[Source passage]
Description
Kfar Abida or Kfar Aabida is a village located 2 km south of Batroun in the North Governorate. Part of the village in the south west is also known by the older name of Fadous or Fadaous and contains two archaeogical sites - Tell Fadous and Fadous Sud.
Tell Fadous is a tell southwest of the village first recorded by R. Wetzel and J. Haller in 1945. Recent studies by Hermann Genz and Hélène Sader from the American University of Beirut have shown inhabitation until the Early Bronze Age when it was abandoned in the late third millennium BCE. Ralph Pederson from the University of Marburg also conducted a study in the maritime archaeology of the coast around Tell Fadous and suggested that the locale of "Tell Bay" could have been used as harbourage by Bronze Age fishermen. He suggested this was attested to by fish remains of fish and seashells along with a neolithic flint blade in the shallows.

[Data lines]
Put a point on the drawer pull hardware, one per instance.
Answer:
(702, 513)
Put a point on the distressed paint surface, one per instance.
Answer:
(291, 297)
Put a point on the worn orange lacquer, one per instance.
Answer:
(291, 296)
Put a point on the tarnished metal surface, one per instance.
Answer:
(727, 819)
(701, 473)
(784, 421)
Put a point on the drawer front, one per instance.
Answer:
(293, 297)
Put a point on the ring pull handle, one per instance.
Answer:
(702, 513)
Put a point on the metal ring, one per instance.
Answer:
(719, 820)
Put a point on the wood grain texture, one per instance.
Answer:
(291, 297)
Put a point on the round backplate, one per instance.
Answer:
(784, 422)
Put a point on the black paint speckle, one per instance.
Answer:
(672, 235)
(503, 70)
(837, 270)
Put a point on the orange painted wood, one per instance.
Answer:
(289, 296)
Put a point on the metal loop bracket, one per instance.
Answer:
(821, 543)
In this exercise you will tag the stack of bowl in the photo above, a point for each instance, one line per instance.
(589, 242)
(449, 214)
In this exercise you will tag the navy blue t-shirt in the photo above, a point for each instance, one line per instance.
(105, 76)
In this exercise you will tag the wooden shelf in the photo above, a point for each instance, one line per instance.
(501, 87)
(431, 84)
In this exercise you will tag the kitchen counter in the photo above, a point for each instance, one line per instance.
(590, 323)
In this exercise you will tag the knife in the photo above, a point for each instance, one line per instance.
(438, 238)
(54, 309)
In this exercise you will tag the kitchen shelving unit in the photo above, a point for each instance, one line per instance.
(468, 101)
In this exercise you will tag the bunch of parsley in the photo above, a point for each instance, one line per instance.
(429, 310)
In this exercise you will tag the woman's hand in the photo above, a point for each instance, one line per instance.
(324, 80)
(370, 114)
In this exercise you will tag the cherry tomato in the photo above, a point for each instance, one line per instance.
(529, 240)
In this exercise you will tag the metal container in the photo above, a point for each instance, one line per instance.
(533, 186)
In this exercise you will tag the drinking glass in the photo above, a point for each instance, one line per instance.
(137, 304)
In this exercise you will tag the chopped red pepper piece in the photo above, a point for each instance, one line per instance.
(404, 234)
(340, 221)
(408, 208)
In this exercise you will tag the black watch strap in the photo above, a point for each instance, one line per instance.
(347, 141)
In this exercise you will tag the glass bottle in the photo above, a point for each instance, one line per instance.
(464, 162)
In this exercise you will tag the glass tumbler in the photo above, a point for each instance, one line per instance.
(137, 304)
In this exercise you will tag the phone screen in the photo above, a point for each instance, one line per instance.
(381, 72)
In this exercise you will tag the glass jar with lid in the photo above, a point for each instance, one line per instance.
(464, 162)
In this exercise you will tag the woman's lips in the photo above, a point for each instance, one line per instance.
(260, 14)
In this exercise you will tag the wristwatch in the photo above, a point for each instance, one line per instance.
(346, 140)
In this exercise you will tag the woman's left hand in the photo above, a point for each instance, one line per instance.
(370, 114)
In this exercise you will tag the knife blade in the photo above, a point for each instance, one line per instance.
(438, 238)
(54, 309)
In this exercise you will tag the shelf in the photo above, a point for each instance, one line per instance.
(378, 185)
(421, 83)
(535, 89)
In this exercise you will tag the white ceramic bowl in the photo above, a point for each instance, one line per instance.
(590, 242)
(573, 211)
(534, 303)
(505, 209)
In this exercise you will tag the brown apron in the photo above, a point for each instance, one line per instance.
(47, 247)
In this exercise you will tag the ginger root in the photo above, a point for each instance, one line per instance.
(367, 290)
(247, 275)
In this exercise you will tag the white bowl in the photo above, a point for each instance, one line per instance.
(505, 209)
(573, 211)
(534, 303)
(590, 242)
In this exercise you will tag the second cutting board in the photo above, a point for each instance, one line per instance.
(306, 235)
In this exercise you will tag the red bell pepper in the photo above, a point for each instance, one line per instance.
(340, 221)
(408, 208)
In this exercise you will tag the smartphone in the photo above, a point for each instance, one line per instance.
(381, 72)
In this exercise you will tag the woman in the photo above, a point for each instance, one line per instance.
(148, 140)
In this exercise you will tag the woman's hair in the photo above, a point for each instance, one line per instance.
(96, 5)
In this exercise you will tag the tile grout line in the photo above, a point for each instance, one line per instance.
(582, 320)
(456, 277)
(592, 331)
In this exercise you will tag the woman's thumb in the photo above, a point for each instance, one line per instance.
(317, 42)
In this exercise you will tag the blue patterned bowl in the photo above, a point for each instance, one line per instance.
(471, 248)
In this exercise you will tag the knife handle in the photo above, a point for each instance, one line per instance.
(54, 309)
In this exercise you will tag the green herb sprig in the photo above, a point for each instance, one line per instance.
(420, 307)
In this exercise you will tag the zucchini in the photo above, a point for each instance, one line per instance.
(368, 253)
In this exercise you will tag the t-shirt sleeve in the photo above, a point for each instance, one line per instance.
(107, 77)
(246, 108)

[Problem set]
**A.** From the passage on Kfar Abida, retype the text between "Description" and "and Fadous Sud.", inclusive.
**B.** Translate this sentence from the passage on Kfar Abida into Spanish: "Kfar Abida or Kfar Aabida is a village located 2 km south of Batroun in the North Governorate."
**C.** According to the passage on Kfar Abida, who first recorded Tell Fadous, and in what year?

[Solved problems]
**A.**
Description
Kfar Abida or Kfar Aabida is a village located 2 km south of Batroun in the North Governorate. Part of the village in the south west is also known by the older name of Fadous or Fadaous and contains two archaeogical sites - Tell Fadous and Fadous Sud.

**B.** Kfar Abida o Kfar Aabida es un pueblo situado a 2 km al sur de Batroun, en la Gobernación del Norte.

**C.** R. Wetzel and J. Haller, in 1945.